**Objective:** Please quote the passage on the proposed speech system between "This phase involves" and "ms is performed.", inclusive.

**Extract provided:**

As depicted in Fig. 1, the proposed system consists of four major phases i.e., pre-processing, acoustic / speech feature extraction, data augmentation and finally classification. Each of these sections are discussed as follows:

4.1 Pre-processing

This phase involves framing and windowing of voice samples, due to the non-stationary characteristic of the data. A 30 ms length of hamming window is chosen and an overlap of 10 ms is performed.

The window function w(n) is defined in equation (1). $w (n) = 0.54 - 0.46 \cos (\frac{2 π n}{N - 1}) 0 \leq n \leq N - 1$ (1) where ‘N’ is the length of the window.

The windowed frame y(n) of the input speech signal x(n) is expressed in equation (2). $y (n) = x (n) w (n)$ (2)

4.2 Acoustic/speech feature extraction

The acoustic/speech features considered in this work are composed of two major constituents, i.e. cepstral speech feature functional set and bi-spectral features. The cepstral feature set had majorly features derived from Mel, bark and inverted Mel filter banks besides modified H-Coefficients and additional parameters as shown in Table 2.

Sl.No	Speech Feature	Size	Sl. No	Speech Feature	Size
1	MFCC Functionals	6	11	Extended IMFCC Un-voiced Functionals	6
2	MFCC Voiced Functionals	6	12	LPC Functionals	6
3	MFCC Un-voided Functionals	6	13	Functionals of MEDC, LFPC, LPCC	18
4	Extended MFCC Functionals	6	14	PLPC Functionals	6
5	Extended MFCC Voiced Functionals	6	15	MFPLPC Functionals	6
6	Extended MFCC Un-voiced Functionals	6	16	BFCC Functionals	6
7	IMFCC Functionals	6	17	RPCC Functionals	6
8	IMFCC Voiced Functionals	6	18	H-Coefficients	8
9	IMFCC Un-voided Functionals	6	19	Functionals of Cceps and Rceps, Rceps_ph	18
10	Extended IMFCC Voiced Functionals	6	20	Skewness, Kurtosis, Variance, Frequency, Phase, Average Amplitude, Max Amplitude, Maximum at Pitch, Pitch, Entropy	11

It is composed of a set of 151 sized functional set. The functionals of maximum, minimum, mean, standard deviation, variance and median were considered. These features have found to play a major role for mixed-lingual affective recognition with majority of the speech samples in the corpus belonging to non-Indian languages [27]. From the experimentation performed in this work, it is observed that these stand-alone features of Table 1 were not sufficient to recognize the affective state of mixed-lingual Indian corpus with diverse languages. Hence, it was very much required to add some additional features to the cepstral feature set.

**Dataset content:**
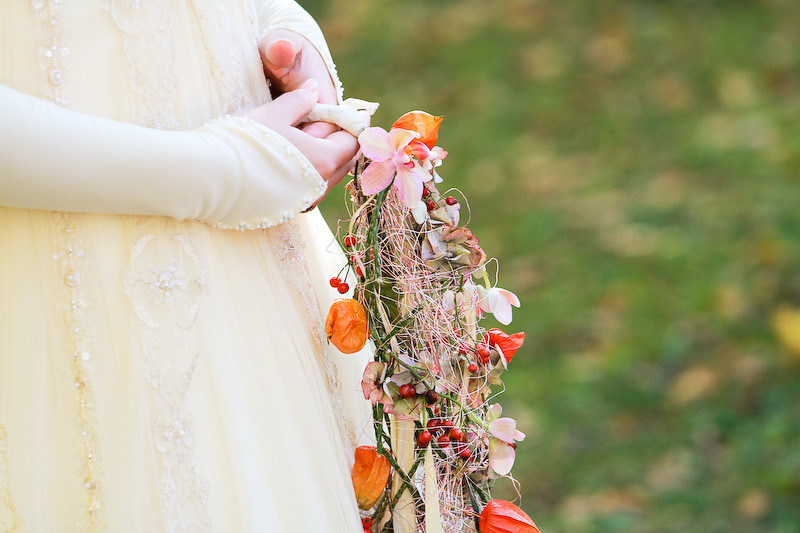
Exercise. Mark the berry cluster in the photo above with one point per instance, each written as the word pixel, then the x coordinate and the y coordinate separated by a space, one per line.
pixel 339 285
pixel 446 435
pixel 366 523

**Reply to the task:**
This phase involves framing and windowing of voice samples, due to the non-stationary characteristic of the data. A 30 ms length of hamming window is chosen and an overlap of 10 ms is performed.